_Excerpted text:_

== Segment start ==

Researchers have created the most detailed 3D cellular map yet of a mouse embryo, visualizing close to eight million cells1. The map shows how cells interact and migrate in an embryo less than two weeks after conception, and could help researchers to identify causes of congenital diseases.
The map reveals the structures of every major organ developing in the embryo, from the brain to the heart and the spinal cord. It visualizes intricate emerging structures in the neural tube, the progenitor of the central nervous system, and the asymmetrical movements of cells forming the four chambers of the growing heart.
“It captures a tremendous amount of cell complexity that will be very important for researchers worldwide exploring mechanisms of mouse development,” says Miguel Esteban, a stem-cell biologist at the biotechnology company BGI Cell in Shenzhen, China.
The work is described in Cell today.
To develop the ‘virtual’ embryo, Xiaojie Qiu, a geneticist at Stanford University in California, and his colleagues built a model named, Spateo, which stitches together multiple types of data. This includes the transcriptome — or the entire set of RNA molecules involved in protein synthesis — for every cell in a slice of embryo, collected for about 90 tissue slices at two time points. The researchers were able to locate and record the transcription profiles for every cell across space and time.

== Segment end ==

_Provided material:_
== Segment start ==

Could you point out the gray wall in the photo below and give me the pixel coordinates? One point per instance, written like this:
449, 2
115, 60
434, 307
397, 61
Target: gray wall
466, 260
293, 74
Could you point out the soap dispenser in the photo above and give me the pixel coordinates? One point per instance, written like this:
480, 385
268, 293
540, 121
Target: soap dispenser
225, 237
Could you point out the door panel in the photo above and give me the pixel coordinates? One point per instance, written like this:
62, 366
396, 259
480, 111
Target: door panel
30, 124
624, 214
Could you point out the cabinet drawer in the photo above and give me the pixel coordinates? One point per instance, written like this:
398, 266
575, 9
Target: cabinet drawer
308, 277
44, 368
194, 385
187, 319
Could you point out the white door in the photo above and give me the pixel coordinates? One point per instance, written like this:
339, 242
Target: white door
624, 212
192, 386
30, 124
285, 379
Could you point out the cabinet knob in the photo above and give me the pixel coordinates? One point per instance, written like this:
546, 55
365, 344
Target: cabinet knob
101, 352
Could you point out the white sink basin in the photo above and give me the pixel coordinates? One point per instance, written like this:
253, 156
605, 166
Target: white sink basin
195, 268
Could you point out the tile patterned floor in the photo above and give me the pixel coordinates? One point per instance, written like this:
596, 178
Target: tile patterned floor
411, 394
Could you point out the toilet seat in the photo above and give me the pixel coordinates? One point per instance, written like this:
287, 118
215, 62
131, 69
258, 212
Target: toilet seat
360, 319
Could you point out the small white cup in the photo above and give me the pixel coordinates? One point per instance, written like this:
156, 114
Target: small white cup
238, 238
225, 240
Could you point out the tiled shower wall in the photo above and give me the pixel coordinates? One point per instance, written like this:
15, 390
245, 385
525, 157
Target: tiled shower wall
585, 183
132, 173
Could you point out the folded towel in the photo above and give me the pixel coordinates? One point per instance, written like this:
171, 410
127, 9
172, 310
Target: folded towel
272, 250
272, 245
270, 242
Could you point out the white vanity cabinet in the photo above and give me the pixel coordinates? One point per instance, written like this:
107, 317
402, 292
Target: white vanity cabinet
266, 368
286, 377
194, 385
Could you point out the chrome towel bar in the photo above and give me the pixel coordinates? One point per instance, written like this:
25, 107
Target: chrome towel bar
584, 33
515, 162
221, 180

== Segment end ==

_What is needed:_ Continue the article about the 3D cellular map of a mouse embryo from the point where it stops.

_Reply to the task:_
The team recorded the behaviour of a total of 7.8 million cells in a mouse embryo at 9.5 and 11.5 days after fertilization — a time when most mouse organs are forming. “We are the first to achieve this whole-embryo visualization at true single-cell resolution for mouse embryos” at developmental stages with so many cells, says Qiu.
Spateo could be used to create maps for any species, including using data on human embryos and organs, says Esteban. “This approach will become the norm” as the technology it relies on becomes cheaper and quicker to use, he says.